**Given data**
################

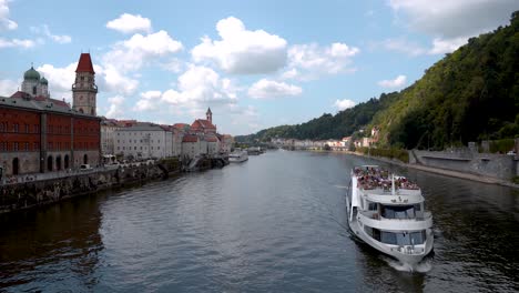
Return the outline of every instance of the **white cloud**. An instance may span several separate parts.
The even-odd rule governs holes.
[[[52,34],[49,26],[43,24],[41,27],[31,27],[31,31],[45,36],[47,38],[53,40],[57,43],[70,43],[72,42],[72,37],[67,34]]]
[[[151,20],[143,18],[140,14],[133,16],[129,13],[121,14],[118,19],[106,22],[106,28],[116,30],[123,33],[131,32],[151,32]]]
[[[401,52],[411,57],[423,54],[444,54],[450,53],[459,47],[467,43],[468,37],[459,37],[454,39],[435,38],[429,49],[419,46],[416,42],[409,41],[404,38],[387,39],[381,42],[381,46],[387,50]]]
[[[134,111],[149,111],[155,110],[160,107],[159,99],[161,98],[161,91],[146,91],[141,93],[141,100],[139,100],[133,108]]]
[[[467,43],[468,37],[452,38],[452,39],[441,39],[435,38],[432,40],[432,48],[428,51],[429,54],[444,54],[450,53],[458,49],[459,47]]]
[[[345,43],[333,43],[328,47],[312,44],[295,44],[288,50],[288,65],[294,73],[298,69],[301,74],[292,74],[301,79],[315,79],[322,74],[337,74],[340,72],[355,71],[347,65],[350,58],[359,52],[358,48],[349,47]],[[286,73],[286,72],[285,72]],[[288,77],[291,73],[288,73]],[[286,74],[283,75],[287,78]]]
[[[409,29],[434,37],[454,39],[477,36],[507,24],[510,14],[519,9],[517,0],[389,0],[399,21]]]
[[[425,49],[405,40],[386,40],[387,49],[408,53],[441,54],[461,47],[471,37],[508,24],[510,14],[519,9],[517,0],[389,0],[397,23],[434,38]]]
[[[173,58],[170,61],[162,63],[161,67],[173,73],[180,73],[184,70],[184,62],[177,58]]]
[[[287,70],[285,72],[283,72],[283,74],[281,75],[282,79],[295,79],[297,77],[299,77],[299,71],[297,71],[297,69],[293,68],[291,70]]]
[[[207,107],[228,108],[237,102],[238,89],[230,79],[221,78],[213,69],[189,64],[176,80],[174,89],[141,93],[135,111],[187,111],[192,117],[203,117]]]
[[[397,51],[401,53],[406,53],[409,55],[420,55],[427,52],[427,49],[423,48],[421,46],[417,44],[416,42],[408,41],[406,39],[387,39],[383,41],[383,47],[387,50]]]
[[[57,68],[52,64],[43,64],[35,70],[39,71],[49,81],[49,91],[54,99],[64,98],[72,101],[72,83],[75,79],[75,69],[78,62],[71,63],[64,68]]]
[[[1,48],[14,48],[14,47],[20,47],[23,49],[32,48],[35,46],[35,42],[32,40],[20,40],[20,39],[11,39],[7,40],[3,38],[0,38],[0,49]]]
[[[106,117],[121,119],[124,113],[124,110],[123,110],[124,97],[121,97],[121,95],[111,97],[108,99],[108,101],[110,103],[110,108],[106,111]]]
[[[299,95],[303,89],[285,82],[261,79],[248,89],[248,95],[254,99]]]
[[[354,108],[355,107],[355,102],[352,101],[352,100],[348,100],[348,99],[344,99],[344,100],[336,100],[334,105],[339,110],[339,111],[343,111],[343,110],[346,110],[348,108]]]
[[[112,65],[102,69],[102,71],[98,73],[103,77],[105,90],[110,92],[128,95],[134,93],[139,87],[138,80],[124,77]]]
[[[18,23],[9,19],[9,0],[0,0],[0,30],[16,30]]]
[[[286,64],[286,41],[276,34],[246,30],[233,17],[220,20],[216,30],[221,40],[204,37],[191,51],[195,62],[212,61],[236,74],[269,73]]]
[[[120,71],[139,70],[143,64],[167,54],[177,53],[182,43],[166,31],[142,36],[136,33],[129,40],[118,42],[103,55],[103,63],[113,64]]]
[[[398,75],[394,80],[381,80],[378,82],[378,85],[383,88],[400,88],[406,84],[406,75]]]
[[[19,83],[12,80],[0,80],[0,95],[11,97],[17,91]]]

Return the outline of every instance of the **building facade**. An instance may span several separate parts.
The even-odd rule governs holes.
[[[124,158],[150,159],[173,155],[173,132],[153,123],[115,129],[114,152]]]
[[[84,65],[81,60],[80,65]],[[98,165],[100,119],[77,112],[64,101],[51,99],[47,80],[39,77],[31,67],[24,73],[21,87],[29,92],[0,97],[0,174]]]

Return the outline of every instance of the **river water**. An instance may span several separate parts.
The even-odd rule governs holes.
[[[346,229],[348,174],[366,163],[272,151],[1,215],[0,291],[519,290],[518,191],[383,164],[416,181],[434,215],[434,254],[408,272]]]

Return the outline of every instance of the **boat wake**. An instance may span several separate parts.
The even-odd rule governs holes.
[[[418,273],[427,273],[432,269],[432,265],[430,264],[429,261],[423,261],[418,264],[409,264],[409,263],[401,263],[399,261],[396,261],[394,259],[383,256],[383,260],[389,264],[393,269],[400,271],[400,272],[418,272]]]

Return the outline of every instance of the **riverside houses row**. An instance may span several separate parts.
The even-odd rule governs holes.
[[[167,156],[193,159],[228,153],[232,137],[216,132],[212,114],[211,109],[207,109],[206,119],[196,119],[191,125],[104,119],[101,122],[102,153],[105,160]]]
[[[32,67],[23,74],[21,91],[0,97],[0,179],[100,163],[94,74],[90,54],[82,53],[72,108],[50,97],[48,80]]]

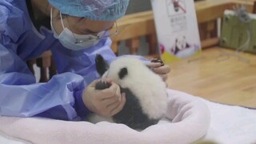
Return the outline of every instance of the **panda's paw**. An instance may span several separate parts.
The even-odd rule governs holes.
[[[96,82],[95,89],[96,90],[104,90],[110,87],[111,83],[106,81],[98,81]]]
[[[151,62],[160,62],[161,66],[164,66],[165,64],[163,63],[163,62],[161,59],[158,58],[153,58],[151,59]]]

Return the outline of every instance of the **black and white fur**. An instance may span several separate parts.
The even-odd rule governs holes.
[[[142,62],[137,58],[121,57],[109,66],[101,55],[95,58],[96,69],[102,78],[108,78],[126,93],[123,109],[110,122],[123,123],[135,130],[143,130],[158,122],[167,107],[166,83]],[[89,121],[106,121],[94,115]]]

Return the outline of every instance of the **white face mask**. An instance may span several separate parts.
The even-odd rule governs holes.
[[[58,38],[65,47],[72,50],[84,50],[96,45],[100,40],[99,38],[105,34],[105,31],[98,33],[97,36],[92,34],[74,34],[68,28],[64,27],[62,17],[60,14],[63,30],[59,35],[58,35],[53,26],[52,17],[52,10],[50,10],[50,26],[52,31],[54,32],[54,38]]]

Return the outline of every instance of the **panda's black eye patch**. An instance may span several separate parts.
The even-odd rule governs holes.
[[[118,73],[118,76],[120,79],[122,79],[127,74],[128,74],[128,70],[126,67],[122,68]]]

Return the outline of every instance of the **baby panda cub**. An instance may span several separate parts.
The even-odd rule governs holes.
[[[134,58],[118,58],[109,66],[102,55],[97,55],[95,62],[102,78],[110,78],[120,86],[121,93],[126,93],[123,109],[109,122],[123,123],[135,130],[144,130],[158,122],[167,108],[166,86],[159,75]],[[108,88],[110,85],[98,82],[96,89]],[[91,122],[102,120],[107,119],[95,114],[89,118]]]

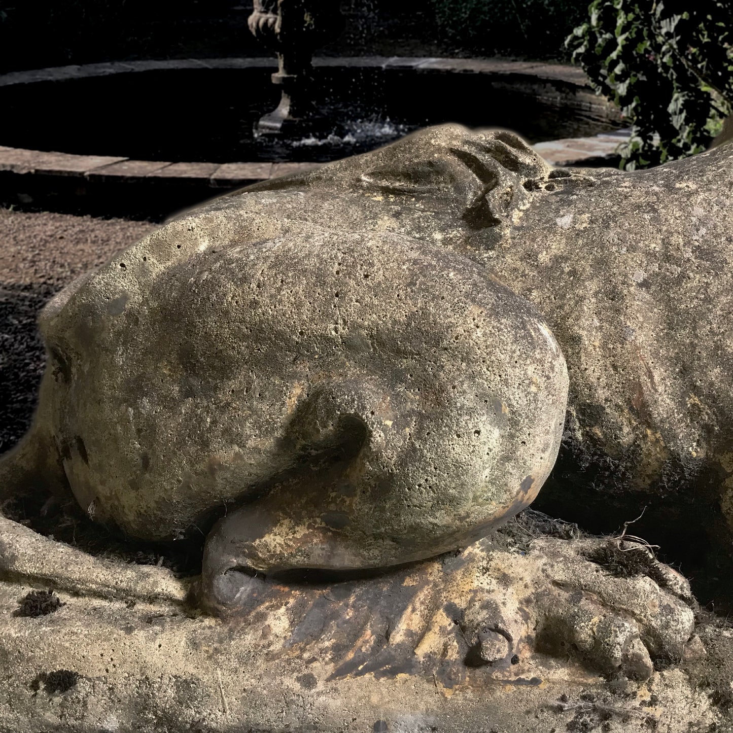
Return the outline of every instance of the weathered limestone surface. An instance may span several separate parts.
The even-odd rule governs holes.
[[[8,564],[1,528],[4,733],[686,733],[726,720],[688,677],[704,652],[687,582],[648,559],[614,576],[598,557],[613,542],[517,525],[371,578],[268,580],[225,619],[183,602],[188,585],[163,568],[122,565],[118,579],[67,549],[64,605],[29,617],[19,610],[39,578]],[[10,530],[16,554],[54,544],[23,529]],[[9,567],[25,580],[7,582]],[[89,589],[70,594],[81,575]],[[630,679],[600,676],[619,672]]]
[[[732,162],[723,145],[648,171],[553,170],[512,133],[446,125],[207,210],[396,232],[484,263],[537,307],[567,361],[542,506],[611,529],[649,504],[646,532],[707,534],[728,553]]]
[[[400,235],[183,220],[66,288],[40,328],[39,416],[6,465],[55,453],[89,515],[139,539],[226,514],[205,555],[221,600],[230,568],[465,546],[534,499],[559,446],[567,372],[542,319]]]

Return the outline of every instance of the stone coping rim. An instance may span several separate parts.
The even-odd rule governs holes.
[[[343,66],[347,68],[382,68],[393,70],[435,70],[459,73],[520,75],[540,79],[564,81],[590,89],[583,71],[565,64],[541,62],[510,61],[501,59],[453,59],[427,56],[317,56],[315,68]],[[275,69],[276,59],[270,56],[225,59],[167,59],[144,61],[112,61],[97,64],[72,65],[11,71],[0,75],[0,86],[34,84],[38,81],[61,81],[114,74],[143,71],[179,70],[182,69]]]
[[[449,59],[411,56],[335,56],[317,57],[316,67],[346,66],[351,68],[413,69],[454,71],[460,73],[520,75],[540,80],[561,81],[592,91],[588,79],[580,68],[565,65],[533,62],[507,61],[498,59]],[[183,59],[161,61],[108,62],[53,67],[27,71],[11,72],[0,75],[0,87],[37,81],[62,81],[106,76],[153,70],[180,69],[237,69],[276,67],[276,59],[270,57],[226,59]],[[613,133],[603,133],[596,139],[609,139]],[[594,138],[578,139],[583,143]],[[589,157],[586,144],[574,149],[572,140],[550,141],[538,144],[538,152],[562,149],[557,163],[567,163]],[[577,154],[577,155],[576,155]],[[601,152],[603,155],[604,152]],[[610,155],[611,151],[605,152]],[[575,157],[573,157],[575,156]],[[547,154],[545,153],[545,157]],[[553,162],[553,161],[550,161]],[[57,152],[30,150],[0,145],[0,172],[16,174],[73,176],[92,182],[140,183],[144,180],[188,183],[206,183],[211,188],[230,188],[257,181],[311,170],[322,163],[168,162],[136,161],[123,157],[77,155]]]

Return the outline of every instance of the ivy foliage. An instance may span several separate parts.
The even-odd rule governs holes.
[[[707,149],[733,111],[733,0],[593,0],[565,40],[632,136],[621,167]]]

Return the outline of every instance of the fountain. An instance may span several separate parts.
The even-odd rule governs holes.
[[[314,50],[343,28],[337,0],[254,0],[248,25],[256,38],[277,51],[272,82],[281,89],[277,108],[256,123],[255,136],[292,138],[323,130],[328,122],[310,94],[312,59]]]

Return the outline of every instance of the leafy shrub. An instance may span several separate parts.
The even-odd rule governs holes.
[[[588,0],[429,0],[438,29],[489,54],[567,57],[562,39],[587,17]]]
[[[589,11],[565,45],[632,122],[622,167],[706,150],[732,112],[730,0],[593,0]]]

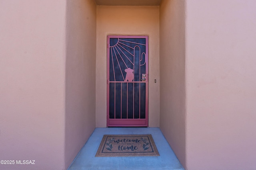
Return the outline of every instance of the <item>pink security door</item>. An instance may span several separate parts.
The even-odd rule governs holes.
[[[148,37],[108,36],[108,127],[148,125]]]

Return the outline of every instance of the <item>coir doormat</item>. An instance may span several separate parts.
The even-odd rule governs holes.
[[[95,156],[158,156],[151,135],[105,135]]]

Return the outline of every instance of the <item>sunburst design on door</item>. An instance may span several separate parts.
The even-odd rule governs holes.
[[[131,78],[128,79],[126,77],[127,73],[133,72],[127,72],[128,71],[127,70],[129,70],[131,71],[132,70],[134,72],[137,73],[136,75],[134,75],[134,76],[134,76],[134,81],[139,81],[142,78],[140,77],[140,72],[145,72],[146,67],[142,66],[146,63],[146,52],[142,51],[142,50],[146,50],[146,40],[143,41],[145,41],[144,43],[141,43],[132,42],[132,39],[110,39],[110,81],[122,81],[126,80],[126,81],[131,81]],[[136,60],[134,56],[138,57],[136,56],[137,55],[139,57]],[[140,70],[141,69],[143,70]],[[129,75],[129,73],[128,74]]]

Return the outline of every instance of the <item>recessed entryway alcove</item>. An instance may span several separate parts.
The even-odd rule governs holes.
[[[148,126],[161,128],[184,163],[184,1],[95,2],[96,127],[106,127],[107,35],[148,36]]]
[[[69,129],[74,127],[74,129],[70,132],[66,132],[67,141],[70,141],[70,137],[72,137],[77,139],[78,142],[80,140],[84,141],[95,127],[107,127],[108,35],[147,36],[148,37],[148,127],[160,127],[180,161],[184,165],[184,1],[82,2],[81,4],[78,2],[69,2],[67,7],[68,23],[75,24],[69,26],[67,24],[68,35],[70,31],[70,36],[67,36],[70,39],[67,41],[68,46],[70,47],[67,48],[69,54],[66,81],[68,85],[70,84],[70,87],[72,84],[74,86],[72,90],[72,88],[67,86],[66,128]],[[73,35],[77,35],[72,37]],[[79,36],[84,37],[83,39],[85,41],[79,42],[76,45],[71,43],[70,40],[77,39],[74,41],[78,41]],[[70,48],[71,46],[73,47]],[[85,49],[82,50],[83,48]],[[79,51],[80,62],[73,55],[74,53]],[[86,54],[85,58],[83,57],[84,53]],[[71,64],[76,63],[78,63]],[[80,68],[82,72],[77,73],[78,75],[80,72],[81,75],[85,74],[85,78],[82,77],[81,80],[78,77],[74,76],[72,72],[69,74],[71,67],[75,66],[73,68]],[[80,82],[81,81],[83,82]],[[79,93],[74,82],[85,84],[84,91]],[[91,97],[82,99],[84,103],[81,106],[83,106],[83,110],[86,111],[83,111],[85,113],[78,116],[76,120],[69,118],[73,117],[74,109],[77,110],[77,106],[79,107],[77,104],[72,104],[74,102],[72,99],[77,98],[74,97],[76,91],[78,92],[77,96],[84,94],[84,97],[88,98],[85,93],[87,92]],[[92,103],[93,99],[95,106]],[[96,122],[94,125],[94,122]],[[78,122],[80,122],[78,125],[81,124],[81,127],[85,127],[86,135],[83,137],[78,133],[82,134],[84,130],[78,127],[79,126]],[[74,124],[76,124],[76,127],[72,125]],[[74,134],[72,131],[76,132]],[[79,131],[82,133],[78,133]],[[74,135],[76,134],[77,136]],[[76,143],[68,142],[69,145],[66,146],[66,150],[72,152],[73,155],[81,148],[78,147],[77,151],[74,151],[72,146],[79,145]],[[82,143],[78,143],[81,146]],[[67,158],[67,160],[71,159],[71,156],[72,154],[67,154],[70,158]]]

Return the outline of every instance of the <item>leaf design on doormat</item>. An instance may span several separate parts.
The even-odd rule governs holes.
[[[148,142],[148,140],[146,139],[143,139],[142,137],[141,138],[141,140],[144,143],[143,144],[143,149],[144,149],[144,150],[146,150],[148,149],[149,148],[148,147],[148,145],[149,143]]]
[[[107,145],[106,147],[106,149],[108,149],[109,150],[112,151],[111,149],[112,149],[112,148],[113,148],[113,146],[112,146],[112,144],[111,143],[115,140],[115,138],[112,138],[111,139],[110,139],[107,141],[107,142],[106,145]]]

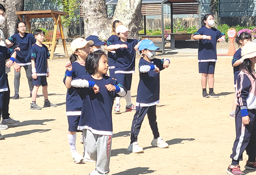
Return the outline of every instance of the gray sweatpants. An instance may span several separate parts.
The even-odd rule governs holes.
[[[23,67],[26,71],[26,75],[28,79],[28,82],[29,83],[29,90],[30,92],[33,90],[33,81],[32,79],[32,70],[31,68],[31,65],[26,65],[20,66]],[[16,72],[14,75],[14,90],[15,93],[19,93],[19,88],[20,88],[20,72]]]
[[[88,130],[83,130],[84,145],[90,158],[96,161],[95,169],[90,175],[108,175],[111,154],[112,135],[93,133]]]

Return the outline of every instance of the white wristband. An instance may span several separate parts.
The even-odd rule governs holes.
[[[116,49],[118,49],[120,48],[120,45],[119,44],[116,44],[115,45],[115,47],[116,48]]]
[[[32,73],[36,73],[35,68],[32,68]]]

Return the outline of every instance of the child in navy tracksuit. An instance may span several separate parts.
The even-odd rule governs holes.
[[[256,43],[248,42],[245,44],[241,56],[242,63],[236,90],[236,137],[230,155],[232,162],[227,170],[227,173],[234,175],[245,175],[239,165],[244,150],[249,156],[244,167],[256,170]]]
[[[111,35],[108,39],[107,44],[105,45],[104,49],[108,51],[108,70],[109,71],[109,76],[114,79],[116,78],[115,75],[115,64],[116,64],[116,52],[114,51],[108,51],[108,46],[112,44],[114,42],[119,40],[119,37],[116,32],[116,28],[119,25],[122,25],[122,23],[118,20],[116,20],[112,24]]]
[[[6,65],[8,68],[11,67],[15,61],[16,56],[16,53],[15,51],[6,47],[0,46],[0,110],[2,110],[3,107],[5,93],[8,93],[9,91],[5,66]],[[6,61],[9,59],[10,60],[6,64]],[[0,140],[2,139],[4,139],[4,137],[0,134]]]
[[[213,92],[214,70],[217,62],[216,45],[217,41],[225,40],[225,34],[213,27],[214,18],[211,14],[207,14],[202,20],[202,27],[193,36],[194,40],[199,40],[198,47],[198,67],[202,73],[201,82],[203,96],[218,97]],[[207,82],[209,85],[209,93],[206,91]]]
[[[71,82],[82,99],[78,129],[83,130],[84,144],[96,167],[90,174],[107,175],[109,172],[113,135],[112,109],[114,98],[126,92],[117,82],[105,76],[108,65],[104,53],[98,51],[86,58],[84,74]]]
[[[138,41],[136,39],[128,39],[129,30],[123,25],[118,25],[116,32],[120,37],[120,40],[116,41],[107,48],[109,51],[116,52],[116,63],[115,74],[119,84],[125,87],[127,90],[125,96],[126,101],[126,111],[136,110],[135,106],[131,103],[131,87],[132,73],[135,71],[135,57],[137,49]],[[120,112],[120,97],[116,99],[116,105],[114,111]]]
[[[234,71],[234,82],[235,88],[236,86],[236,79],[237,76],[240,72],[239,66],[241,64],[241,51],[242,48],[245,44],[247,42],[250,41],[252,39],[252,36],[249,33],[242,32],[236,38],[236,42],[237,43],[238,45],[241,46],[237,51],[236,52],[233,59],[232,59],[232,66],[233,66],[233,70]],[[235,115],[236,113],[236,98],[235,97],[233,101],[233,107],[232,111],[230,113],[230,117],[231,118],[235,118]]]
[[[137,140],[140,127],[146,114],[153,132],[154,139],[151,144],[154,147],[167,148],[168,144],[163,141],[158,132],[156,121],[156,105],[159,103],[160,80],[159,72],[168,68],[170,61],[168,59],[154,58],[155,50],[159,49],[149,40],[142,41],[139,45],[142,57],[139,63],[140,82],[137,91],[136,113],[134,117],[131,131],[131,144],[128,150],[134,153],[143,152]]]
[[[66,65],[66,71],[63,82],[67,88],[66,96],[66,115],[68,122],[67,138],[70,148],[71,156],[76,164],[81,161],[92,161],[85,147],[84,155],[82,156],[76,151],[76,132],[81,115],[82,100],[78,93],[71,86],[73,79],[87,73],[85,70],[85,59],[90,52],[90,45],[93,44],[92,41],[87,41],[79,38],[71,42],[71,50],[73,54],[70,61]],[[81,142],[83,141],[82,136]]]

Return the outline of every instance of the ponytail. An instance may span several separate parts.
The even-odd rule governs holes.
[[[70,61],[71,64],[75,62],[77,60],[77,55],[76,55],[75,54],[72,54],[72,55],[70,55]]]

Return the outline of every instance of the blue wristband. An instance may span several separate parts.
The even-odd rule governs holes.
[[[94,85],[95,85],[95,82],[93,82],[92,81],[88,81],[88,82],[89,83],[89,88],[92,88],[93,86],[94,86]]]
[[[241,116],[242,117],[244,117],[245,116],[247,116],[248,115],[248,110],[247,109],[243,109],[241,110]]]
[[[116,87],[116,90],[115,90],[115,91],[116,93],[118,93],[119,92],[120,92],[120,91],[121,90],[120,88],[119,88],[118,86],[116,86],[116,85],[114,85],[114,86],[115,86]]]
[[[73,74],[73,70],[71,71],[68,71],[67,72],[67,73],[66,73],[66,75],[67,76],[72,76],[72,74]]]
[[[13,57],[11,57],[11,58],[10,58],[10,60],[12,61],[12,62],[13,62],[15,61],[15,58]]]
[[[154,65],[150,65],[150,71],[154,71],[155,69]]]

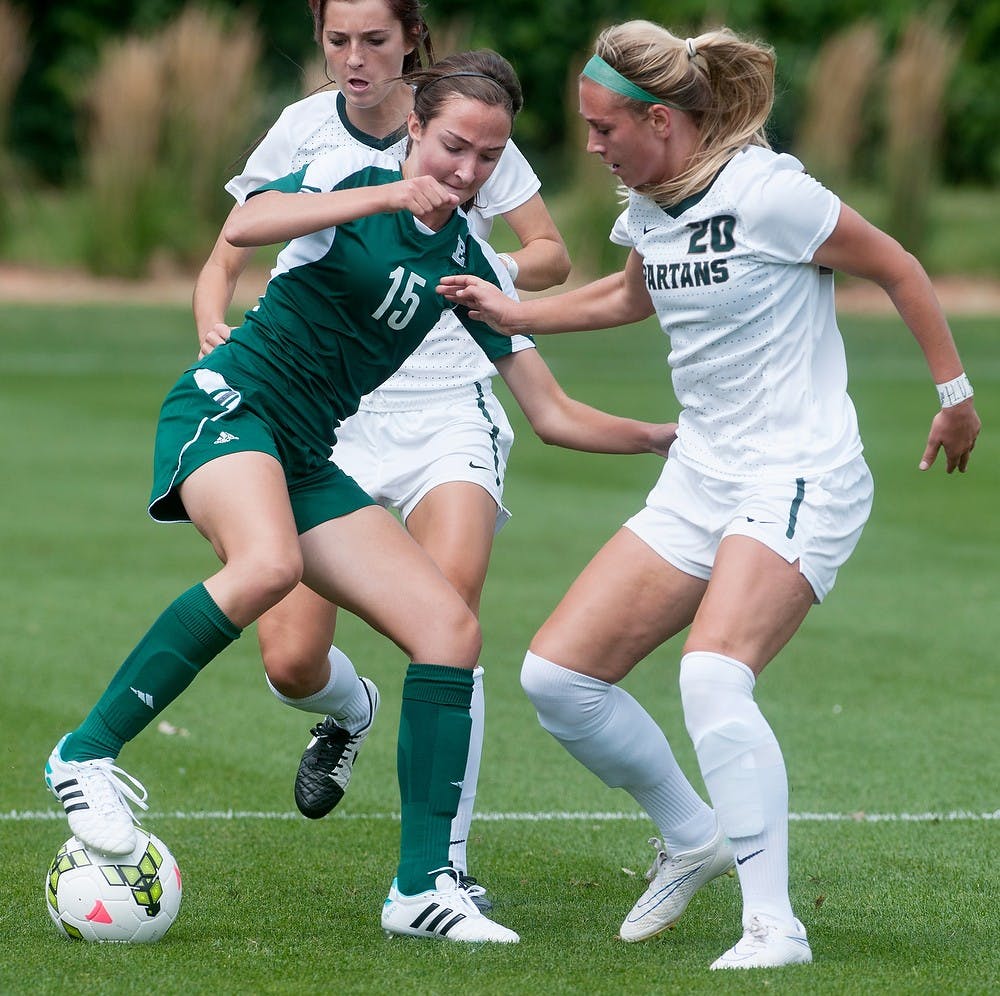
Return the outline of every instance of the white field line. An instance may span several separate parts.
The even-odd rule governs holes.
[[[243,809],[222,809],[192,812],[174,810],[148,813],[143,819],[175,820],[304,820],[294,812],[266,812]],[[46,820],[62,820],[65,814],[59,809],[17,810],[0,812],[0,823],[33,823]],[[399,813],[338,813],[334,820],[398,820]],[[603,812],[603,813],[476,813],[474,819],[481,823],[613,823],[649,822],[645,813]],[[947,813],[790,813],[789,819],[796,823],[980,823],[1000,820],[1000,809],[992,812],[971,812],[953,810]]]

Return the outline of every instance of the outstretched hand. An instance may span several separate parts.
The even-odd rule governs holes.
[[[976,414],[972,398],[951,408],[942,408],[931,422],[920,469],[930,470],[938,451],[943,449],[948,461],[948,473],[957,469],[964,474],[981,428],[982,422]]]
[[[437,293],[452,304],[468,308],[471,318],[486,322],[504,335],[520,331],[514,327],[516,302],[486,280],[467,273],[442,277]]]
[[[664,422],[660,425],[656,425],[654,426],[653,433],[650,437],[649,450],[651,453],[655,453],[657,456],[661,456],[664,460],[666,460],[670,447],[674,445],[674,441],[676,439],[676,422]]]

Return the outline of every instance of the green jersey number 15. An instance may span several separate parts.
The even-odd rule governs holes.
[[[406,270],[402,266],[397,266],[389,274],[392,280],[389,293],[386,294],[385,300],[378,308],[372,312],[372,318],[379,319],[393,304],[398,302],[399,310],[390,312],[389,317],[386,318],[386,324],[389,328],[395,329],[397,332],[405,329],[410,324],[410,319],[413,318],[413,314],[420,304],[420,296],[417,294],[417,288],[427,285],[427,281],[423,277],[411,270],[410,275],[406,278],[406,286],[403,287],[403,276],[405,273]],[[402,288],[402,291],[400,288]]]

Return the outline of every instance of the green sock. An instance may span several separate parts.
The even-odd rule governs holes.
[[[62,746],[64,761],[117,757],[240,635],[203,584],[175,599]]]
[[[411,664],[403,682],[396,767],[400,839],[397,886],[413,896],[434,887],[448,867],[451,821],[458,812],[469,756],[472,671]]]

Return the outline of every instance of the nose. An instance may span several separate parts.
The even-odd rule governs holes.
[[[464,156],[455,164],[455,177],[462,186],[468,186],[475,175],[476,164],[472,156]]]

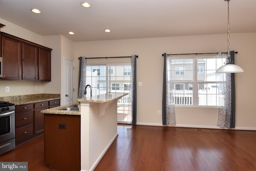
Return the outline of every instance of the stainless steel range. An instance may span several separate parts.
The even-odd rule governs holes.
[[[0,155],[15,148],[14,104],[0,101]]]

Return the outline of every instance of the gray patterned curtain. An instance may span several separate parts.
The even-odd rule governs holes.
[[[231,60],[234,64],[234,52],[230,52]],[[217,58],[227,58],[226,54],[219,53]],[[217,74],[218,81],[220,94],[219,106],[217,126],[221,128],[235,127],[235,94],[234,73],[219,73]]]
[[[171,72],[171,55],[164,54],[164,82],[162,102],[163,125],[174,126],[176,125],[174,97]]]
[[[86,62],[85,57],[80,57],[79,61],[79,77],[78,80],[78,96],[80,99],[86,97],[86,95],[84,94],[86,86]]]
[[[130,95],[131,99],[131,112],[132,123],[137,122],[137,83],[136,78],[136,58],[137,56],[132,55],[131,61],[131,82]]]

################

**What to produce**
Count the lines in the items above that contain the string "panda", treating uppercase and lowercase as different, and give only the number.

**Reply**
3